> GIVEN PASSAGE:
#####
- Conference: Mid-American Conference
- Record: 3–7 (1–5 MAC)
- Head coach: Mike Stock (1st season);
- Captains: Rollie Hansen; Gordon Skotarczak; Tom Williams;
- Home stadium: Rynearson Stadium

= 1978 Eastern Michigan Hurons football team =

American college football season

The 1978 Eastern Michigan Hurons football team represented Eastern Michigan University in the 1978 NCAA Division I-A football season. In their first season under head coach Mike Stock, the Hurons compiled a 3–7 record (1–5 against conference opponents), finished in last place in the Mid-American Conference, and were outscored by their opponents, 238 to 122. The team's statistical leaders included Burt Beaney with 833 passing yards, Doug Crisan with 485 rushing yards, and Tom Parm with 363 receiving yards.
#####
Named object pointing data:
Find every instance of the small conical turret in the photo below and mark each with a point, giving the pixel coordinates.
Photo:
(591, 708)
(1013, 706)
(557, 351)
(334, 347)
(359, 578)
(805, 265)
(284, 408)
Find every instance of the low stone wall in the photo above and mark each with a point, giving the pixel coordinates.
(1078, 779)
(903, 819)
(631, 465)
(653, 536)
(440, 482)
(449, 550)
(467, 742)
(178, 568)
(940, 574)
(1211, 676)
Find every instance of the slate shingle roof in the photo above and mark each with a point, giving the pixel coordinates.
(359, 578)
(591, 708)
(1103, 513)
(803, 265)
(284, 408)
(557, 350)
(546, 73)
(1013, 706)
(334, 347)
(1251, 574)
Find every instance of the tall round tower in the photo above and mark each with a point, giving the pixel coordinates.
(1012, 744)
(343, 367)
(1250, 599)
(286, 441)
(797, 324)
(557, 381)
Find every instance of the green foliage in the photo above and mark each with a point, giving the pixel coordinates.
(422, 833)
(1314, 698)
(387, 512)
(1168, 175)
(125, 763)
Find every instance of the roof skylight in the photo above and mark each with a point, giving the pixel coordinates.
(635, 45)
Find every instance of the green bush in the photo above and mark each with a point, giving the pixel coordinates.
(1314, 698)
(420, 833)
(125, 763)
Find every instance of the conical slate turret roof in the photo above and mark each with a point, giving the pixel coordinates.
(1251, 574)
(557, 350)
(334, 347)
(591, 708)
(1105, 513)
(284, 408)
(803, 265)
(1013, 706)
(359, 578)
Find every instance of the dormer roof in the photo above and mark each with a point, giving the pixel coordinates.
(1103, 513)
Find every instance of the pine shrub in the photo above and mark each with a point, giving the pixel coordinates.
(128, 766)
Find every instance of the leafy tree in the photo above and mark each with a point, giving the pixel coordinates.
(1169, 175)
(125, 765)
#####
> PROBLEMS TO WORK ON:
**a)** In the passage about the 1978 Eastern Michigan Hurons, which player led the team in rushing yards?
**b)** Copy the passage about the 1978 Eastern Michigan Hurons between "- Head coach: Mike" and "363 receiving yards.", inclusive.
Rely only on the passage about the 1978 Eastern Michigan Hurons, not on the data.

> REPLIES:
**a)** Doug Crisan, with 485 rushing yards.

**b)**
- Head coach: Mike Stock (1st season);
- Captains: Rollie Hansen; Gordon Skotarczak; Tom Williams;
- Home stadium: Rynearson Stadium

= 1978 Eastern Michigan Hurons football team =

American college football season

The 1978 Eastern Michigan Hurons football team represented Eastern Michigan University in the 1978 NCAA Division I-A football season. In their first season under head coach Mike Stock, the Hurons compiled a 3–7 record (1–5 against conference opponents), finished in last place in the Mid-American Conference, and were outscored by their opponents, 238 to 122. The team's statistical leaders included Burt Beaney with 833 passing yards, Doug Crisan with 485 rushing yards, and Tom Parm with 363 receiving yards.